__SOAL LATIHAN 1__
Tolong tulis ulang semua baris dalam entri di bawah tanpa mengubah apa pun, tetapi jangan sertakan gambarnya.

__BACAAN YANG DISEDIAKAN__
Aku dapat info bahwa di USU (Universitas Sumatra Utara) ada program extension, yaitu program study D-3 yang diadakan sore hari, dan di bawah naungan USU. Katanya disana ada bidang study bahasa Inggris. Karena bagiku yang penting aku ingin kuliah bahasa asing.
Maka aku pergi ke sana untuk mendaftar. Ketika aku antri di loket pandaftaran, aku melihat loket lain yaitu Sastra Jepang dan Pariwisata. Wah, Pariwisata bidang yang menarik juga dan wajib menguasai bahasa asing. Aku berpikir, Pariwisata ini malah lebih bagus lagi. Aku bisa bekerja di hotel sekalian mempraktekkan bahasa Jerman-ku. Tanpa pikir panjang aku pindah loket dan mendaftar di jurusan Pariwisata. Kemudian ada tes dan aku lulus. Awalnya aku tidak memberitahukan orangtuaku, karena menurutku aku sendiri yang tahu apa yang terbaik bagiku. Yang sesuai dengan kata hatiku, dan bukan kata hati orangtuaku. Ibuku nggak setuju, maka setahun kemudian ibuku menyuruhku ikut tes untuk mengambil bidang study Kedokteran Gigi. Aku bilang ke ibuku aku nggak lulus padahal aku tidak ikut tes.
Selama masa sekolah, aku sudah muak ditanyain terus sama teman2 bagaimana kehidupan dan sekolah di Jerman. Karena setiap orang yang kukenal bertanya maka aku juga sudah muak untuk menjelaskan. Bosan menceritakan yang itu-itu aja! Maka memulai masa kuliah aku tidak mau siapapun tahu bahwa aku pernah tinggal di Jerman. Aku mengaku seorang perantau dari Tarutung. Memang benar kok, orangtuaku kan masih tinggal di Tarutung.

__DATA YANG DISEDIAKAN__
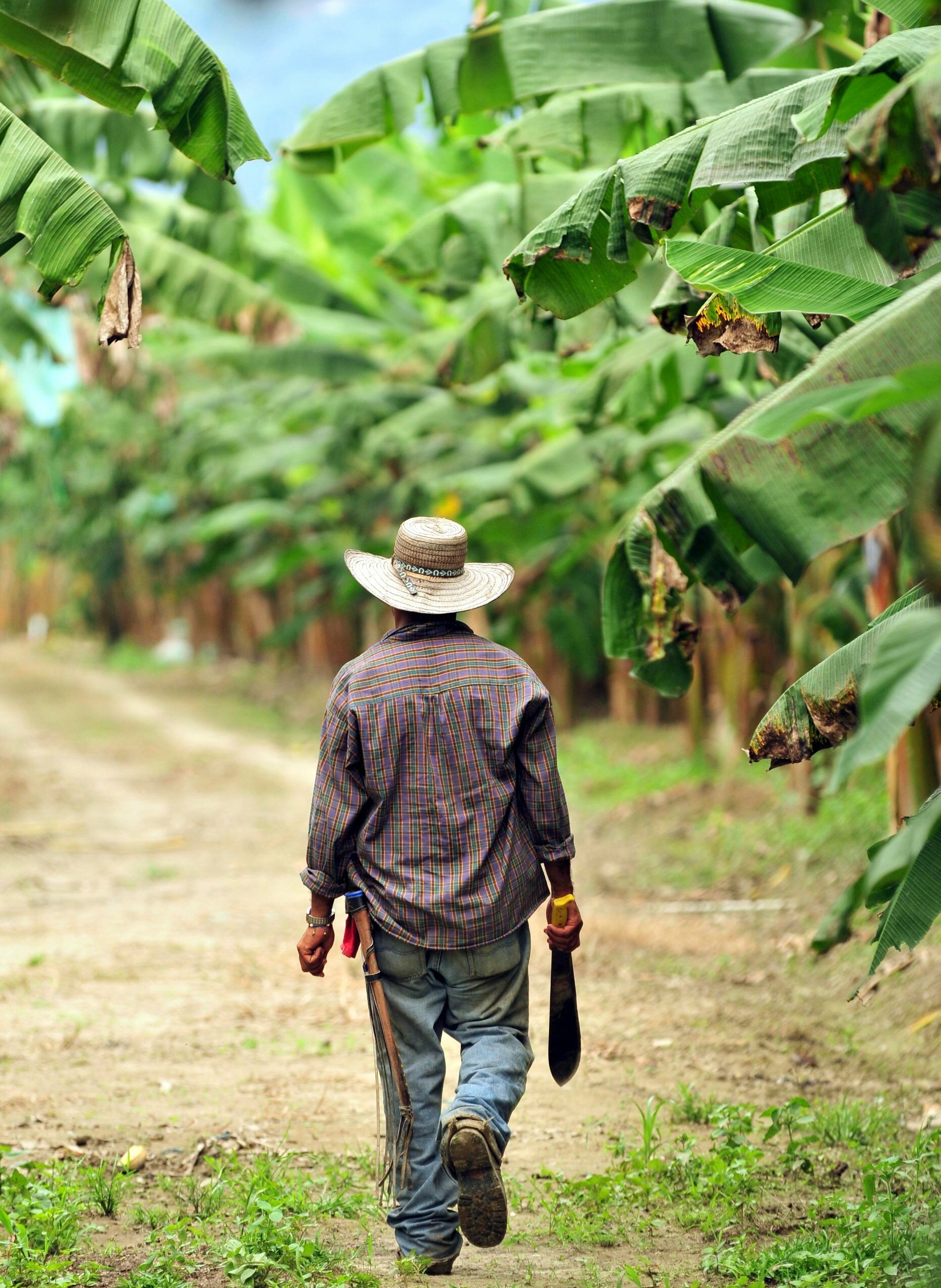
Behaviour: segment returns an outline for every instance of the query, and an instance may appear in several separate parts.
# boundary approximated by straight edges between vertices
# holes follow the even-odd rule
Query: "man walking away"
[[[501,595],[513,569],[465,556],[464,528],[433,518],[407,519],[392,559],[347,551],[396,625],[334,681],[302,873],[311,975],[334,943],[333,900],[366,898],[415,1115],[388,1222],[425,1274],[451,1273],[459,1226],[480,1247],[507,1231],[500,1160],[532,1064],[527,921],[549,887],[572,894],[575,851],[545,687],[456,620]],[[549,945],[571,952],[577,905],[561,927],[550,907]],[[442,1033],[461,1054],[443,1113]]]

__SOAL LATIHAN 2__
Lanjutkan teks tentang kuliah di USU di atas, dimulai setelah kalimat terakhirnya.

__JAWABAN YANG DIHARAPKAN 1__
Behaviour: segment returns an outline for every instance of the query, and an instance may appear in several separate parts.
# boundary approximated by straight edges between vertices
# holes follow the even-odd rule
Query: "man walking away"
[[[501,595],[513,569],[465,556],[464,528],[433,518],[407,519],[392,559],[347,551],[396,625],[334,681],[302,873],[311,975],[334,943],[333,900],[366,898],[415,1115],[388,1222],[425,1274],[451,1273],[459,1226],[480,1247],[507,1231],[500,1160],[532,1064],[527,921],[549,887],[572,894],[575,851],[545,687],[456,620]],[[549,945],[571,952],[577,905],[561,927],[550,907]],[[442,1033],[461,1054],[443,1113]]]

__JAWABAN YANG DIHARAPKAN 2__
Karena penampilanku dan aku anak kos, ya orang percaya aja aku nggak pernah kemana-mana. Makanya juga pergaulanku terbatas dengan anak-anak kos aja. Selama setahun keadaan berjalan begitu saja. Pada semester ke-3, aku memilih jurusan Tour & Travel karena bekerja di hotel kurang banyak tantangan, alias di hotel aja. Jadi pada semester ke-3 masuk seorang dosen baru, nama beliau Bapak Hazed Djoeli. Beliau manager Biro Perjalanan Nitour pada saat itu. Waktu pertama kali masuk, beliau membawa setumpuk pekejaan. Bukannya langsung belajar, tetapi beliau duduk di barisan paling belakang dan meminta kami satu-satu maju ke depan memperkenalkan diri, dan menceritakan mulai SD – SMA sekolah dimana. Itu mengada-ada, tetapi beliau butuh waktu untuk mengerjakan pekerjaannya maka kami diminta melakukan sesuatu yang konyol seperti itu.
Okay, aku bertekad akan menceritakan bahwa mulai SD aku di Tarutung. Tetapi ketika aku berdiri di depan dan memandang semua teman-teman kuliah, dan Pak Hazed Djoeli, aku tidak mampu untuk berbohong. Aku menceritakan bahwa aku menyelesaikan SD dan SMP di Jerman dan SMA di Medan. Teman-teman kuliahku mulai cekikikan dan bisik-bisik. Aku tahu mereka tidak percaya. Melihat penampilanku sehari-hari siapa juga yang percaya bahwa aku pernah tinggal di Jerman. Mereka berpikir kalau pernah tinggal di luar negeri akan bergaya glamour. Wah, salah besar. Malah sebaliknya, soalnya di Jerman sehari-hari mereka tidak glamour. Jadi teman-temanku berpikir bahwa aku bercanda. Aku sempat juga merasa tersinggung. Tetapi Pak Hazed Djoeli justru menghentikan perkerjaannya dan meminta padaku untuk berbicara beberapa kalimat bahasa Jerman. Dan aku melakukannya. Semua di ruang kuliah terdiam memandangku. Pak Hazed bilang agar aku menjumpainya setelah kuliah selesai.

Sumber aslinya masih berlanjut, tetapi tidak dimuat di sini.